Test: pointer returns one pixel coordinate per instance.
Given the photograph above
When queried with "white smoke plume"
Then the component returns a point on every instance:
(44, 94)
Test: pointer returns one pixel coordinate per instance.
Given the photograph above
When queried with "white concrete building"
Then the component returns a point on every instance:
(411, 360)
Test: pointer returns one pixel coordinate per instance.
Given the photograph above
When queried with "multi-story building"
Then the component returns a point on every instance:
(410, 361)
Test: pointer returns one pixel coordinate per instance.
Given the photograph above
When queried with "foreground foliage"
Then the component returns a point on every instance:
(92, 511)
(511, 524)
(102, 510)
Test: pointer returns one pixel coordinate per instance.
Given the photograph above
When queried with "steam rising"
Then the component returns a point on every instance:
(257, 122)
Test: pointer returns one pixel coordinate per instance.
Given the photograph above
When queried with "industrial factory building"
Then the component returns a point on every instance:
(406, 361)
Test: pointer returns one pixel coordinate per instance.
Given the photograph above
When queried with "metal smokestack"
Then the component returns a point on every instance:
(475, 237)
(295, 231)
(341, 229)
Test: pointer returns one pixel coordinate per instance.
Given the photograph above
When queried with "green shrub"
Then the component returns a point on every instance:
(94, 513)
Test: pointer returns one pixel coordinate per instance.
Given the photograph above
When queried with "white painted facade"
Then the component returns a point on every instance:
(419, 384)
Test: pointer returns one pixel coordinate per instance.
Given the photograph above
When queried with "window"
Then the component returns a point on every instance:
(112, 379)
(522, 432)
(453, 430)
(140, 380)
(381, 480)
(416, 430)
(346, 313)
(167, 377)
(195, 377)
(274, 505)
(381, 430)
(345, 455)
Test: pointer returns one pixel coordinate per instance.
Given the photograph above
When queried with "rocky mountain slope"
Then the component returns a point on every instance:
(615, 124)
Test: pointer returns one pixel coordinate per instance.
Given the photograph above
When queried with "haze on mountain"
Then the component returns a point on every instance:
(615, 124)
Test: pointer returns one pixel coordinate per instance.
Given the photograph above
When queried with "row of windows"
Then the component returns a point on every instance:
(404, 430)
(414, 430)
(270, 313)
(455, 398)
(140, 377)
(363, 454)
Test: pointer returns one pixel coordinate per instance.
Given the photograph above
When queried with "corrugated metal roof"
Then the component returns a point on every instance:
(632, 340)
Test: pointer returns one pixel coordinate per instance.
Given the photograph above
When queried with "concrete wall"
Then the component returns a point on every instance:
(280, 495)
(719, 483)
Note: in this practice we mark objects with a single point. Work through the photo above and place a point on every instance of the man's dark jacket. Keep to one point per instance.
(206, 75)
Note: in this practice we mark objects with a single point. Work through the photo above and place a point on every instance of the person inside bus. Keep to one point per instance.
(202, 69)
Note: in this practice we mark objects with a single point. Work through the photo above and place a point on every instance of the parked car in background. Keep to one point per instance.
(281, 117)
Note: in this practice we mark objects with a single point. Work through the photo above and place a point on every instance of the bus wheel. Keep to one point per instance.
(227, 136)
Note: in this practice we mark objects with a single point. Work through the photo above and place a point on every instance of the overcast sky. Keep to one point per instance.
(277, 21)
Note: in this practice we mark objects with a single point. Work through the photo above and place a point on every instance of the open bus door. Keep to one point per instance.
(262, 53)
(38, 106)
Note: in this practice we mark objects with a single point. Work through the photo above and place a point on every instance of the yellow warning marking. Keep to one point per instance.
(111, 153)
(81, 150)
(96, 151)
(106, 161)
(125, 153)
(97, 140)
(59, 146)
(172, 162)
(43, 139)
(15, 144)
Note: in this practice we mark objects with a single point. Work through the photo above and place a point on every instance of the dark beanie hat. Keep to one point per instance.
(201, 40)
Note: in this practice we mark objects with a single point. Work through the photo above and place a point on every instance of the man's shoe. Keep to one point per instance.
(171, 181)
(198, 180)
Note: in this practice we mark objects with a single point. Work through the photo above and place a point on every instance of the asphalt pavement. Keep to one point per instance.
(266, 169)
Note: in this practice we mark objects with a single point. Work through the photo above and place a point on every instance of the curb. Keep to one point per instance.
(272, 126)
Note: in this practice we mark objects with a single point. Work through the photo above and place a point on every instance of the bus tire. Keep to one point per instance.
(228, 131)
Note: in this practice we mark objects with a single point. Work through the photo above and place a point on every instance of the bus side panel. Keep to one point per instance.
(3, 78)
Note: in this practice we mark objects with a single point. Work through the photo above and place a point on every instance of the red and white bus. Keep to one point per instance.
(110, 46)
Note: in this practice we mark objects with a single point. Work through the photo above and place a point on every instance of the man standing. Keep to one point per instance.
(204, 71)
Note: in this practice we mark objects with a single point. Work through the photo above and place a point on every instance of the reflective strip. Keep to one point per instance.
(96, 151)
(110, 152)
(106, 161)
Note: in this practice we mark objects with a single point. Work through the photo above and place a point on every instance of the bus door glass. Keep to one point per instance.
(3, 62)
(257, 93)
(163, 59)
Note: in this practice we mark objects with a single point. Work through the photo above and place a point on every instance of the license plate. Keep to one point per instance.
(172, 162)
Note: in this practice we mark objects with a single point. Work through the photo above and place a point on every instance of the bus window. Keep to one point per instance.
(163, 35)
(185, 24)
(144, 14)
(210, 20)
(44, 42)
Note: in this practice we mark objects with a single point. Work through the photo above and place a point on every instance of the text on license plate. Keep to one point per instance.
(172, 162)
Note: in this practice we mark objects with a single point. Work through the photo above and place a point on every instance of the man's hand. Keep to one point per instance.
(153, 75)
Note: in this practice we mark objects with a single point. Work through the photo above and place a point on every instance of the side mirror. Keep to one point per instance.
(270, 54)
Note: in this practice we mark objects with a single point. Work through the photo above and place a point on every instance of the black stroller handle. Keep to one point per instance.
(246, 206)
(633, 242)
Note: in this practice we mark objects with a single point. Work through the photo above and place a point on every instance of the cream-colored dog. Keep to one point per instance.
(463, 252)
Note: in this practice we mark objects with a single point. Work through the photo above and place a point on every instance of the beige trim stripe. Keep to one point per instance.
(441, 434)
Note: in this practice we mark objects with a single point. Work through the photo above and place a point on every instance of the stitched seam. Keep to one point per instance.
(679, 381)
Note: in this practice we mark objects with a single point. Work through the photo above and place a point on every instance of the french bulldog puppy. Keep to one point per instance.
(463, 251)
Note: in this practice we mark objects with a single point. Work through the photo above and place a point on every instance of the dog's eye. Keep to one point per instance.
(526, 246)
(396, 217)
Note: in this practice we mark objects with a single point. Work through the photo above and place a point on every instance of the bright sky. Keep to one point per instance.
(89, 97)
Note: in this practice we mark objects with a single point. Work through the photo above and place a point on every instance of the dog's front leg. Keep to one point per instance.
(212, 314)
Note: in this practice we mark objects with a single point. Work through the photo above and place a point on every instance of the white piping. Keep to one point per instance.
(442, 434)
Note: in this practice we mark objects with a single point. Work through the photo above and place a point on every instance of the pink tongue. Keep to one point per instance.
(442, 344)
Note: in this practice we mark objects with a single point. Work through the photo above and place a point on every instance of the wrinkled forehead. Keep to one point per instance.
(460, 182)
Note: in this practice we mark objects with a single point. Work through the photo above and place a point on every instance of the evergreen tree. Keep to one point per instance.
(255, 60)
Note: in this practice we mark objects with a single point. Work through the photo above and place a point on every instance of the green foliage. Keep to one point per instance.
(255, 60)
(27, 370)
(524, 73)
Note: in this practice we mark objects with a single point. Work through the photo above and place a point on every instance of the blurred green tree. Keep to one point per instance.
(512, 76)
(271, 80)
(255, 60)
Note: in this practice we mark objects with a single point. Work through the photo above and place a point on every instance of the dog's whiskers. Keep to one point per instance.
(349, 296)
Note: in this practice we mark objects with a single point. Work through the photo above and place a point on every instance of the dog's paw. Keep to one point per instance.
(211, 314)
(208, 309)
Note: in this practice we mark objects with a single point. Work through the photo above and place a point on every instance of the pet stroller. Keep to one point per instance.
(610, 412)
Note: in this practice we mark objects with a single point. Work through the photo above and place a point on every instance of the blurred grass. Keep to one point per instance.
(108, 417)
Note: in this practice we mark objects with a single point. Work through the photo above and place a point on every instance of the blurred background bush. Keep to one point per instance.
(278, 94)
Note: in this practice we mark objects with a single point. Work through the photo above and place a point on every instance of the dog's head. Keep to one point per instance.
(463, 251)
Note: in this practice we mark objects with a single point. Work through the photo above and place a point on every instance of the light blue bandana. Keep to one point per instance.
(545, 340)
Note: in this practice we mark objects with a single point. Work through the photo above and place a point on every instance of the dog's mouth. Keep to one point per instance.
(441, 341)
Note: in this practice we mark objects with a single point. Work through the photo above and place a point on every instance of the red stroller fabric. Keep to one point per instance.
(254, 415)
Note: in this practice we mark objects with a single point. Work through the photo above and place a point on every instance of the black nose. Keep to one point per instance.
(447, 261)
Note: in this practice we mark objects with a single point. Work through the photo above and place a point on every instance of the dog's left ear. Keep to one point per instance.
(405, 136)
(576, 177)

◆ ◆ ◆ ◆ ◆

__Your task__. Copy every line in the data above that has the string "concrete" in it.

__Final answer__.
When queried with "white concrete building"
When queried with "concrete wall"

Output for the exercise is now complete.